◆ Task requirements ◆
Extract, verbatim, all lines starting at the one containing "Can you find the red" and ending with the final line of the listing, and no others.

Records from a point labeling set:
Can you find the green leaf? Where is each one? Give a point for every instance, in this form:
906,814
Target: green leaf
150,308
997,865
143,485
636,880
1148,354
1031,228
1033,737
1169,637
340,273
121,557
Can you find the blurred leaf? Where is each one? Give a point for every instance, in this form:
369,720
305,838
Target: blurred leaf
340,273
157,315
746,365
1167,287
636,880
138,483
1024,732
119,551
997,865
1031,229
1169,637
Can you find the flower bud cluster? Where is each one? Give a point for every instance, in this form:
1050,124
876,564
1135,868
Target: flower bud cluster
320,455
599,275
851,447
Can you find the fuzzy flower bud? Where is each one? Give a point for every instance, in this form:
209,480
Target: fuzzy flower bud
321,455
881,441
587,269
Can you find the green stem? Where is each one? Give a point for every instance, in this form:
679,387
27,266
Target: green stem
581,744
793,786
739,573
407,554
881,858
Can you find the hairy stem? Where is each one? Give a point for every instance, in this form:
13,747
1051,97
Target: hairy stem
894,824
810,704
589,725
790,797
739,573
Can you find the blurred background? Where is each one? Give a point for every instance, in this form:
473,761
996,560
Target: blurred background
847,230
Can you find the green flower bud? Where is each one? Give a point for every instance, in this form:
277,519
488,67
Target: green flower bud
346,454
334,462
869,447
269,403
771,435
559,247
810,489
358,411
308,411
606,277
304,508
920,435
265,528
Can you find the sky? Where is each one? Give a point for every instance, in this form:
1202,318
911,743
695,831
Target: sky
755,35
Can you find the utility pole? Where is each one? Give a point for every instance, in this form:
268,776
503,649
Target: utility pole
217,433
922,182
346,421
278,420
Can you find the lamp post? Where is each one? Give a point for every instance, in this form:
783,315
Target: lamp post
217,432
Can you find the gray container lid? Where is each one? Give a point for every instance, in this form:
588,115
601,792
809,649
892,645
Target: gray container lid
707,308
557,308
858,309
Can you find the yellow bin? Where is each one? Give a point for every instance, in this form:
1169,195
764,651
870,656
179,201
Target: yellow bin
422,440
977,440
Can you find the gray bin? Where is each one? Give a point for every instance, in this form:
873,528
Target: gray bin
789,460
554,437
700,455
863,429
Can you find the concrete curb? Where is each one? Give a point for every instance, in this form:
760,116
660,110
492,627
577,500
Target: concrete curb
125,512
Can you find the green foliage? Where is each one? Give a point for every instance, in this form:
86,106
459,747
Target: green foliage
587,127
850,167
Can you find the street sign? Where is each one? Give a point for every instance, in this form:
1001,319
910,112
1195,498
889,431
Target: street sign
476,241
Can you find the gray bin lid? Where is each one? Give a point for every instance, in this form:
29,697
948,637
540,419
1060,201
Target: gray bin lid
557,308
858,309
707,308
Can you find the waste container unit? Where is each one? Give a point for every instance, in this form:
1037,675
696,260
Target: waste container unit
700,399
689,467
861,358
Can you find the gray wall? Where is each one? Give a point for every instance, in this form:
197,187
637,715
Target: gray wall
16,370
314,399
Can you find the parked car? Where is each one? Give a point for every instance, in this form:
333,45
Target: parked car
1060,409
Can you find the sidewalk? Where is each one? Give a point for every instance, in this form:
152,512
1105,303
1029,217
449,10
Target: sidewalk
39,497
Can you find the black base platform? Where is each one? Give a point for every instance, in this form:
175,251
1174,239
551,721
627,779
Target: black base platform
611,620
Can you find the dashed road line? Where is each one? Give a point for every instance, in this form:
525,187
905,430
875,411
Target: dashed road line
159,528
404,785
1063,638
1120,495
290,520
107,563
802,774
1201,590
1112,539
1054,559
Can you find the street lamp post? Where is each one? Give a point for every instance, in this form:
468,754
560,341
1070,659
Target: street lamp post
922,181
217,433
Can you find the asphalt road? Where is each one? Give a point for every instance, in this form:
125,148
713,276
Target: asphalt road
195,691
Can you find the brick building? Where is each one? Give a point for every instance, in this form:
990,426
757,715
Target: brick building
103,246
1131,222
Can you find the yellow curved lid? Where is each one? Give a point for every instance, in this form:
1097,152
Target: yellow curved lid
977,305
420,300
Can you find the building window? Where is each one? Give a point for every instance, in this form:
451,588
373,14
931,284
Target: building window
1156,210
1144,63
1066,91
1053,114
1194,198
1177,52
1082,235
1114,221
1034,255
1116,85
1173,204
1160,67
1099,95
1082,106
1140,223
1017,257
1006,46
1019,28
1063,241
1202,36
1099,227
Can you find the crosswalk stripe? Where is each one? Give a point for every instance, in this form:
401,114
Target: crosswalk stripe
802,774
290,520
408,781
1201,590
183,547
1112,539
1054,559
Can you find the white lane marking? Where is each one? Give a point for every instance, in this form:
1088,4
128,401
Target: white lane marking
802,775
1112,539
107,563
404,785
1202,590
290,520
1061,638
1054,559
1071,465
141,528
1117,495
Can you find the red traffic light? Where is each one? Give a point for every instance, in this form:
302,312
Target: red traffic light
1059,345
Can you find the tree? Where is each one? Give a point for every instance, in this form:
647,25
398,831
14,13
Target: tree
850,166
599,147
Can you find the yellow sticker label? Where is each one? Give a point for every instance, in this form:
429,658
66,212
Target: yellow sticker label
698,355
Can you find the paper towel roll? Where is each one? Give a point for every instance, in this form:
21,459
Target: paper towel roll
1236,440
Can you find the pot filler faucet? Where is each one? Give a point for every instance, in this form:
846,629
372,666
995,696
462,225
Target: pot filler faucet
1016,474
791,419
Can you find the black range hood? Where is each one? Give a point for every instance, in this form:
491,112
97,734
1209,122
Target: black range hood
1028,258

◆ Answer to the problem ◆
Can you find the red traffic light? Where is each one? Give a point for every instance, in this form:
302,312
Target: red traffic light
1059,345
Can you find the tree? Where is each one? Give a point for every instance, in this form:
647,25
398,831
14,13
Target: tree
850,166
599,147
Can you find the yellow sticker label? Where is each one? Give a point for every instance, in this form:
429,658
66,212
Target: yellow sticker label
698,355
Can you find the paper towel roll? Where is each one? Give a point for every instance, in this form:
21,459
Target: paper towel roll
1236,440
Can you find the pot filler faucet? Where is each one? Give a point for every instance, in this form:
846,629
372,666
995,696
462,225
Target: pot filler faucet
1016,474
791,419
Can you find the black range hood? Where is each one? Give a point for every instance, in this form:
491,112
97,734
1209,122
Target: black range hood
1028,258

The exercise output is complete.